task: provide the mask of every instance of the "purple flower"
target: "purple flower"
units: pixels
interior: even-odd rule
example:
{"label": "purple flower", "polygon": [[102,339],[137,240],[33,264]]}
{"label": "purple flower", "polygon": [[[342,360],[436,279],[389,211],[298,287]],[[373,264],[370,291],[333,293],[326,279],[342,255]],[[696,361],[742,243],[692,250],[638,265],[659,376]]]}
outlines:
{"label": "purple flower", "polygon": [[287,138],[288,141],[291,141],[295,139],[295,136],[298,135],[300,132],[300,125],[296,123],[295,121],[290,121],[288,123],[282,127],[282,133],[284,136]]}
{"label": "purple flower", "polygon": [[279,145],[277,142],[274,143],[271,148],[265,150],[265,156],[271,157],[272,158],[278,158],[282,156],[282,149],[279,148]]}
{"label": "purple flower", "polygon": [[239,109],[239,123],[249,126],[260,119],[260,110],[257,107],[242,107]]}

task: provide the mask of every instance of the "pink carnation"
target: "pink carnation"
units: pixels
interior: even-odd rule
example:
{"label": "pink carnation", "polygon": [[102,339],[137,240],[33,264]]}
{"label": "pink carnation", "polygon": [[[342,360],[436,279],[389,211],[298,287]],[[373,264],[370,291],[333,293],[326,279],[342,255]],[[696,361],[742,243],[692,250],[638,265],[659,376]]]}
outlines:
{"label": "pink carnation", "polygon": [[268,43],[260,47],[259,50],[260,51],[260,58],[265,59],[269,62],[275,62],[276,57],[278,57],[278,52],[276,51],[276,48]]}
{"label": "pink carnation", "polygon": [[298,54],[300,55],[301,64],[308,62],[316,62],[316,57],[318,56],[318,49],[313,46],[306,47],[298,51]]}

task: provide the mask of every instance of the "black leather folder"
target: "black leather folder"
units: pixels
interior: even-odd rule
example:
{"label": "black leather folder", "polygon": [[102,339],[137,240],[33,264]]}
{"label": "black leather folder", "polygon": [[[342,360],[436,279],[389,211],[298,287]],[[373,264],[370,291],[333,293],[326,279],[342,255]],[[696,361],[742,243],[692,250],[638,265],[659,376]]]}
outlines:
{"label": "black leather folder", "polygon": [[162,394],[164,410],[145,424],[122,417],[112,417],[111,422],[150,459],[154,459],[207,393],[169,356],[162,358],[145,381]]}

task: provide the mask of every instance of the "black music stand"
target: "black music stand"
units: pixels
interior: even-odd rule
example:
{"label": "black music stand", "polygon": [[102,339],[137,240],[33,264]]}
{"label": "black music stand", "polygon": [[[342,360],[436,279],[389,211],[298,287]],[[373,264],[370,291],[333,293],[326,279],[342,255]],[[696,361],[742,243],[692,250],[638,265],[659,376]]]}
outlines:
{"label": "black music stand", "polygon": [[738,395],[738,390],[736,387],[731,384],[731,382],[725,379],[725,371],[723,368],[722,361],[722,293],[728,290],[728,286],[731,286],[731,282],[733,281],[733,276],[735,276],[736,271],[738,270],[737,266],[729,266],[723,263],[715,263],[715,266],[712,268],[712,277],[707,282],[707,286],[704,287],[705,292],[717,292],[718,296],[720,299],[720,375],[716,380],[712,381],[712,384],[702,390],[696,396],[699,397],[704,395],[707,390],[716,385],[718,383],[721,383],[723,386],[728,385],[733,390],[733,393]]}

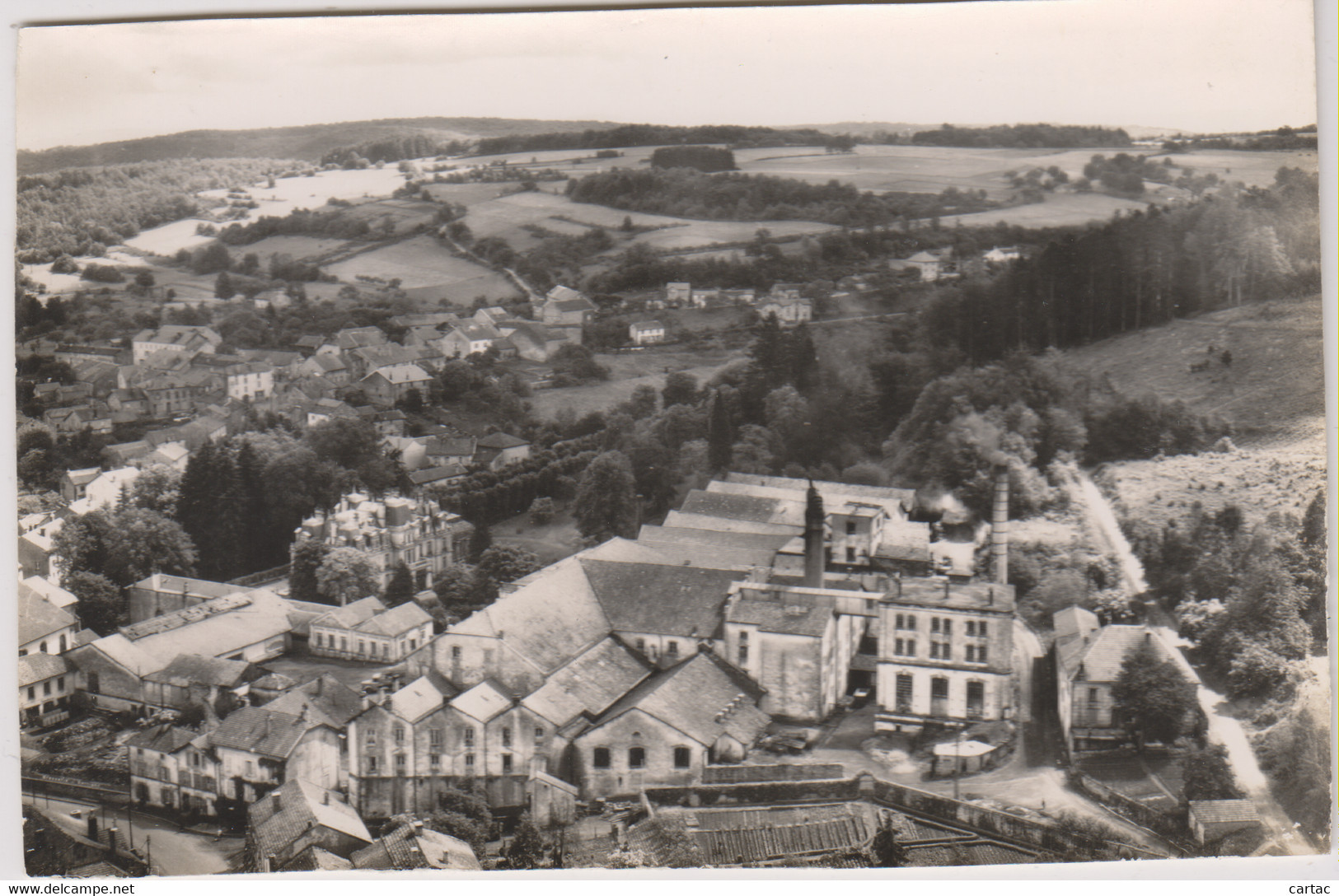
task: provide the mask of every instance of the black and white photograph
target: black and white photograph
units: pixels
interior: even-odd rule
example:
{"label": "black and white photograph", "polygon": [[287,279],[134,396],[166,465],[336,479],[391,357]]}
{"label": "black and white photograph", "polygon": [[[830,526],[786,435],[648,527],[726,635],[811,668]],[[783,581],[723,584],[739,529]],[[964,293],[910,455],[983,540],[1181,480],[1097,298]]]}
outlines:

* YOUR GOAL: Print the entire listing above verbatim, leaving out the picture.

* RESULT BELOW:
task: provide the mask of every instance of the "purple flower"
target: "purple flower"
units: pixels
interior: even-odd rule
example:
{"label": "purple flower", "polygon": [[102,339],[137,240],[33,264]]}
{"label": "purple flower", "polygon": [[[342,360],[436,279],[389,211],[298,287]],[[373,264],[370,291],[333,293],[326,279],[342,255]],[[696,361],[742,243],[692,250],[638,265],[659,376]]]}
outlines:
{"label": "purple flower", "polygon": [[287,138],[288,141],[291,141],[295,139],[295,136],[298,135],[300,132],[300,125],[296,123],[295,121],[290,121],[288,123],[282,127],[282,133],[284,136]]}
{"label": "purple flower", "polygon": [[279,145],[277,142],[274,143],[271,148],[265,150],[265,156],[271,157],[272,158],[278,158],[282,156],[282,149],[279,148]]}
{"label": "purple flower", "polygon": [[239,109],[239,123],[249,126],[260,119],[260,110],[257,107],[242,107]]}

task: provide the mask of every instance of the "pink carnation"
target: "pink carnation"
units: pixels
interior: even-odd rule
example:
{"label": "pink carnation", "polygon": [[102,339],[137,240],[33,264]]}
{"label": "pink carnation", "polygon": [[[342,360],[436,279],[389,211],[298,287]],[[373,264],[370,291],[333,293],[326,279],[342,255]],[[696,361],[742,243],[692,250],[638,265],[659,376]]]}
outlines:
{"label": "pink carnation", "polygon": [[268,43],[260,47],[259,50],[260,51],[260,58],[265,59],[269,62],[275,62],[276,57],[278,57],[278,52],[276,51],[276,48]]}
{"label": "pink carnation", "polygon": [[298,54],[300,55],[301,64],[308,62],[316,62],[316,57],[318,56],[318,49],[313,46],[306,47],[298,51]]}

task: provide the mask of every instance of the "black leather folder"
target: "black leather folder"
units: pixels
interior: even-odd rule
example:
{"label": "black leather folder", "polygon": [[102,339],[137,240],[33,264]]}
{"label": "black leather folder", "polygon": [[[342,360],[436,279],[389,211],[298,287]],[[373,264],[370,291],[333,293],[326,279],[342,255]],[[696,361],[742,243],[692,250],[638,265],[659,376]]]}
outlines:
{"label": "black leather folder", "polygon": [[162,394],[164,410],[145,424],[122,417],[112,417],[111,422],[150,459],[154,459],[207,393],[169,356],[162,358],[145,381]]}

task: provide the mask of every instance of the "black music stand"
target: "black music stand"
units: pixels
interior: even-odd rule
example:
{"label": "black music stand", "polygon": [[102,339],[137,240],[33,264]]}
{"label": "black music stand", "polygon": [[[342,360],[436,279],[389,211],[298,287]],[[373,264],[370,291],[333,293],[326,279],[342,255]],[[696,361],[742,243],[692,250],[638,265],[659,376]]]}
outlines:
{"label": "black music stand", "polygon": [[738,395],[738,390],[736,387],[731,384],[731,382],[725,379],[725,371],[723,368],[722,361],[722,293],[728,290],[728,286],[731,286],[731,282],[733,281],[733,276],[735,276],[736,271],[738,270],[737,266],[729,266],[723,263],[715,263],[715,266],[712,268],[712,277],[707,282],[707,286],[704,287],[705,292],[717,292],[718,296],[720,299],[720,375],[716,380],[712,381],[712,384],[702,390],[696,396],[699,397],[704,395],[707,390],[716,385],[718,383],[721,383],[723,386],[728,385],[733,390],[733,393]]}

task: provide the mask of every instance of the black and white photograph
target: black and white photograph
units: pixels
interior: even-odd rule
example:
{"label": "black and white photograph", "polygon": [[287,279],[134,396],[166,465],[336,479],[391,357]]}
{"label": "black and white photograph", "polygon": [[[830,526],[786,435],[648,527],[726,635],[811,668]],[[783,581],[723,584],[739,529]],[[964,293],[910,455],[983,540],[1181,480],[1097,298]]]}
outlines:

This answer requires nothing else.